** TASK **
Reproduce the lines below from the one that contains "Run detection on distant" through the end, inclusive, and add nothing.

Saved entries
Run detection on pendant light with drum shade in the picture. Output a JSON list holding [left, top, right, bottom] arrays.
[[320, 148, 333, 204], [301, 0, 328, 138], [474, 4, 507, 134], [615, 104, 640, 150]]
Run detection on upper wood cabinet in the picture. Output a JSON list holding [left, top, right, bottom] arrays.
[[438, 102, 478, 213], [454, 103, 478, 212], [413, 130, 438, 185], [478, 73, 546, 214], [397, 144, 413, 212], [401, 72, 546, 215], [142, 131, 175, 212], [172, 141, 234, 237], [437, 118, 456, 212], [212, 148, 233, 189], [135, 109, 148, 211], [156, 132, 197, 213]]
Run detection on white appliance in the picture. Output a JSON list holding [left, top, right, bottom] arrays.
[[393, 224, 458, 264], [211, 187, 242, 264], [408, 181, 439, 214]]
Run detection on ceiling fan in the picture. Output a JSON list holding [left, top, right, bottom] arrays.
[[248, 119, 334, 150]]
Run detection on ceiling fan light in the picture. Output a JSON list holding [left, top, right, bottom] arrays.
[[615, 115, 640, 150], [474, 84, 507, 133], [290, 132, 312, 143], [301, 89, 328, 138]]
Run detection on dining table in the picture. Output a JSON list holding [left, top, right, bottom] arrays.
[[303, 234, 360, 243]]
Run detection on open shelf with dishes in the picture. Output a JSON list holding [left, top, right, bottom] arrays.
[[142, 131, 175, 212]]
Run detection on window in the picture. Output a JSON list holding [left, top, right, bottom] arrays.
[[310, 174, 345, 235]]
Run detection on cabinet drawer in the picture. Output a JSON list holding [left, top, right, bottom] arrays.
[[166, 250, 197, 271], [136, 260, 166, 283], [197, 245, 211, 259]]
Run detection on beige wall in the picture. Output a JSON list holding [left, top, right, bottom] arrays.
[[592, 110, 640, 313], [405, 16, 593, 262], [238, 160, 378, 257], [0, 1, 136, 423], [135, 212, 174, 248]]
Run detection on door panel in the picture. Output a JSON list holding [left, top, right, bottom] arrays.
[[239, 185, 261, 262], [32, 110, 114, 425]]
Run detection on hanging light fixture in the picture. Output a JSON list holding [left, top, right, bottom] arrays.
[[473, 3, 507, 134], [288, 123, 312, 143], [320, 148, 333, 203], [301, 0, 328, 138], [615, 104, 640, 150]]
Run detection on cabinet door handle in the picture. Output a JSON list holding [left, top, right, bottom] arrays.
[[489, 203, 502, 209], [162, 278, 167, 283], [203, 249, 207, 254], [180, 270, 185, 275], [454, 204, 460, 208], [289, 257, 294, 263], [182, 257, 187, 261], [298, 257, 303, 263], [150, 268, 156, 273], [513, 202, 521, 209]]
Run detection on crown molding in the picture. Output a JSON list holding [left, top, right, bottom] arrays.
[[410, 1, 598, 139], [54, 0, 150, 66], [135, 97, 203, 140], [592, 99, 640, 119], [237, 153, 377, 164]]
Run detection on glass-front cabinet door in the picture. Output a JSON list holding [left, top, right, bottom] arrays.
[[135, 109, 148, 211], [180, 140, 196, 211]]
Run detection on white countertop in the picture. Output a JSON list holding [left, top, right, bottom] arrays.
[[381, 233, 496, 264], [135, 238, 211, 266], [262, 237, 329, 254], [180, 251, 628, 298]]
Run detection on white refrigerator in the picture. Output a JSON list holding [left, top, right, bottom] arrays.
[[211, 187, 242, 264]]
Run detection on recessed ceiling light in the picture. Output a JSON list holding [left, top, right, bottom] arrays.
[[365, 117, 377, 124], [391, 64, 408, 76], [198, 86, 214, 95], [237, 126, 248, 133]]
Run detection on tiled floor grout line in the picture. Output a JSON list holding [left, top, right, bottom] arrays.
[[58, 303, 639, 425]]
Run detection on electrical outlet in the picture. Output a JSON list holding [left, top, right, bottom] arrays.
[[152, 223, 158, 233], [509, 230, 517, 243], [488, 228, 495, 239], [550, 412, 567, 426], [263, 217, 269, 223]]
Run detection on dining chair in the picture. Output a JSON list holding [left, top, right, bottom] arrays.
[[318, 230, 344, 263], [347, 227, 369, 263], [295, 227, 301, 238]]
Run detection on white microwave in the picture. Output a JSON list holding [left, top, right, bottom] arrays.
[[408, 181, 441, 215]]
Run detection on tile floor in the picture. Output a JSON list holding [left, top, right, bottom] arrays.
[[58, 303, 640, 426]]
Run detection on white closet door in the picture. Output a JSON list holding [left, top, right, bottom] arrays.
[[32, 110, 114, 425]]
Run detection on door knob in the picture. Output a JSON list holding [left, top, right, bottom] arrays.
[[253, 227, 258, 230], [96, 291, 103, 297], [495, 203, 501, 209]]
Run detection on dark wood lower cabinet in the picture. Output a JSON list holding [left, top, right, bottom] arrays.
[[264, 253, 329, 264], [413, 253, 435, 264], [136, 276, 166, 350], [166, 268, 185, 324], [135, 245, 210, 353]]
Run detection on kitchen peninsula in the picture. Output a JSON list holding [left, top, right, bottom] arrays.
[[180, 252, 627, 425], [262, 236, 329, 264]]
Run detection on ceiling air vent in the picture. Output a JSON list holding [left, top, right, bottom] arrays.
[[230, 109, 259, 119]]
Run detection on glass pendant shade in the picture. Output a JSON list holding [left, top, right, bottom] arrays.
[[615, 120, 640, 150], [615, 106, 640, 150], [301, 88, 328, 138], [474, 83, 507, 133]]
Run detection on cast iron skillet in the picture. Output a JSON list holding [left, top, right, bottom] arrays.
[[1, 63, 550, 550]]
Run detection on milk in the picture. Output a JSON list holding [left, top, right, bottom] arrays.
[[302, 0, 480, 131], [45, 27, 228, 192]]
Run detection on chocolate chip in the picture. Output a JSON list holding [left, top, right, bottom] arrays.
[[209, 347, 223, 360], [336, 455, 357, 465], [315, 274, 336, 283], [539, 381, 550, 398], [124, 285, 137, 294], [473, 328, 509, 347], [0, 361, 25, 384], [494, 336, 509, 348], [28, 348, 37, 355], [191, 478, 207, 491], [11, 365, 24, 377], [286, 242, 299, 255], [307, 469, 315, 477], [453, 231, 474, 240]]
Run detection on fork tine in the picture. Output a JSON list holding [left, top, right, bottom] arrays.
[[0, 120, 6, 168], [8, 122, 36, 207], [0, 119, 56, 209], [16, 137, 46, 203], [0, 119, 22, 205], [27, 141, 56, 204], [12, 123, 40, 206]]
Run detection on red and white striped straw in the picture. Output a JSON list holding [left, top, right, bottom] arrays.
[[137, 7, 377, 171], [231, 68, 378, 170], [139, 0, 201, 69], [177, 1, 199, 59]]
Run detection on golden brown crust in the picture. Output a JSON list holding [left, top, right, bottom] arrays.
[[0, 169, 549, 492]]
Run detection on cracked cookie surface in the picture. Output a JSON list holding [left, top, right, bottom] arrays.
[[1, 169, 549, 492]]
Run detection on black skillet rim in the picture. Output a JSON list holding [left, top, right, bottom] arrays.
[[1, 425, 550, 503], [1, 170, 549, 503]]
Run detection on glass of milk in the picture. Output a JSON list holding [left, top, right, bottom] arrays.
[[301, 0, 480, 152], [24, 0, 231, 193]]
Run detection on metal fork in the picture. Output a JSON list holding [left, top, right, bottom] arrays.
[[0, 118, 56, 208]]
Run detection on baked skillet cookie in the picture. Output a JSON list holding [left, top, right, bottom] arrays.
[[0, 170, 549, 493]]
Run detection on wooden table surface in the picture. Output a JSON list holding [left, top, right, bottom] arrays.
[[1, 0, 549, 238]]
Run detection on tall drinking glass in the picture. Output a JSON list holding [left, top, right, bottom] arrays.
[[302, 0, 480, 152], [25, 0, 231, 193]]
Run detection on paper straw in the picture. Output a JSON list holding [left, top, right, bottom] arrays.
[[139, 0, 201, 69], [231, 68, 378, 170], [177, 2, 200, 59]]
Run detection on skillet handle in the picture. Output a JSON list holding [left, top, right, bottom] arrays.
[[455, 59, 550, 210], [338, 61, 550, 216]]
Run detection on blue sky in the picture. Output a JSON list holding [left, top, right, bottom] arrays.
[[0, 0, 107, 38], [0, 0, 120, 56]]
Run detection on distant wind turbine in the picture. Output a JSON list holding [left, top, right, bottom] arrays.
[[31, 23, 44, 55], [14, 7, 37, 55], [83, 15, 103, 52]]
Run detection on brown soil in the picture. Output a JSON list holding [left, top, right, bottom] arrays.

** COMPLETED EXERCISE **
Run detection on distant wind turbine in the picture. Output a JSON list holding [left, top, right, bottom] arrays.
[[31, 23, 44, 55], [14, 7, 37, 55], [83, 15, 103, 52]]
Run detection on brown soil in the picture. Output a JSON list holding [left, top, right, bottom] arrays.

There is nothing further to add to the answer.